In the answer, each line of the listing should appear again unchanged.

%%

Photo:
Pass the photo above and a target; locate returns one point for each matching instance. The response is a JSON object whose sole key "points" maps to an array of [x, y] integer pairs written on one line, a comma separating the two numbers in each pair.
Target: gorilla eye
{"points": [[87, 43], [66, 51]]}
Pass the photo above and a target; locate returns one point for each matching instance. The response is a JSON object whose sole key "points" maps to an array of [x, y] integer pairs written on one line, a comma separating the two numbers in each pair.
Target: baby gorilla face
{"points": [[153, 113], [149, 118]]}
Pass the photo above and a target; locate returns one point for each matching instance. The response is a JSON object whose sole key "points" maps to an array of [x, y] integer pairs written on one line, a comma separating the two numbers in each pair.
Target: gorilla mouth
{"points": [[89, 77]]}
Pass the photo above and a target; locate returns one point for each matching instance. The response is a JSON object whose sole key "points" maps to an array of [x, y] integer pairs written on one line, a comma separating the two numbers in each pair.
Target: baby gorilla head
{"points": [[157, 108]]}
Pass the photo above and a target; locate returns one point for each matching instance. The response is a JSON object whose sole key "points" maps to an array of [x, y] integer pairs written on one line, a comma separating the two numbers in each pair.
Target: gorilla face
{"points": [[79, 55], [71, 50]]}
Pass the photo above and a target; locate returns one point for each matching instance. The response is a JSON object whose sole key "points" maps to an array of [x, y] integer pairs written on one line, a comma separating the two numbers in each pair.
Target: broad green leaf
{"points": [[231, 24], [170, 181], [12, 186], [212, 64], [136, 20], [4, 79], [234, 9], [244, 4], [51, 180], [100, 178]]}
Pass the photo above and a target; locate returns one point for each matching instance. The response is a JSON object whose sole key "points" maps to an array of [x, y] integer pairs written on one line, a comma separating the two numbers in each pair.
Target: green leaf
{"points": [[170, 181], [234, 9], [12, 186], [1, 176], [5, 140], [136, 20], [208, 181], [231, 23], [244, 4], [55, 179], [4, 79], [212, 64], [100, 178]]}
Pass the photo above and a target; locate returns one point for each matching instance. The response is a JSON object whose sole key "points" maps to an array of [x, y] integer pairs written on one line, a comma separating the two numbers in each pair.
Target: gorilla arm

%%

• _RESULT BELOW_:
Photo:
Pass the photo above and a target; locate returns one point for each matching instance. The response is a JSON object whose sole key "points" maps to an array of [x, y] integer pairs written on one line, a comma separating the two numbers in each pair.
Target: gorilla eye
{"points": [[87, 43], [66, 51]]}
Pass the photo above and a target; locate returns one point for each matching instance. The response is a JSON object whose sole key "points" maps to an array of [x, y] integer pairs written on one line, a comma separating the two numbers in each pair.
Target: baby gorilla face
{"points": [[153, 113], [149, 118]]}
Pass the photo above and a target; locate returns one point for each matching instance. The response is a JSON object whose sole key "points" maps to an array of [x, y] integer pairs written on one line, a comma separating the two numbers in each pair.
Target: gorilla mouth
{"points": [[89, 77]]}
Pass the photo above and a target; locate returns one point for each matching instance. The response is a JSON object whose sole key "points" maps to an array of [x, y] integer pairs written on one line, a comma separating the two numbers in each pair.
Target: baby gorilla head
{"points": [[157, 108]]}
Pass the photo above and a target; locate returns one point for each matching instance. The response is a JSON object whose sole key "points" maps to an array of [x, y] integer pairs written on one line, a comma separating the two numbers in each pair.
Target: gorilla face
{"points": [[79, 55], [71, 50]]}
Pass the photo above and a target; locate returns one point for each matching instance. The response is a JSON object whose sole key "points" maps to an array of [x, y] integer pairs written on one line, a comma separating the two numbers in each pair.
Target: broad green leaf
{"points": [[231, 24], [170, 181], [12, 186], [212, 64], [136, 20], [4, 79], [234, 9], [244, 4], [51, 180], [100, 178]]}
Pass the photo above and a target; locate returns one point for each matching instance. The response is a JSON object whose sole key "points" maps to an array of [x, y] integer pairs written on one line, a comma separating the two numbers in each pair.
Target: green leaf
{"points": [[170, 181], [234, 9], [12, 186], [1, 176], [5, 140], [136, 20], [208, 181], [231, 23], [244, 4], [55, 179], [4, 79], [212, 64], [100, 178]]}
Pass the photo above and a target; locate returns one point for each matching instance. The response is a JSON object whose sole key "points" maps to an array of [x, y] integer pairs written on one line, a comma separating the two numbers in each pair.
Target: gorilla arm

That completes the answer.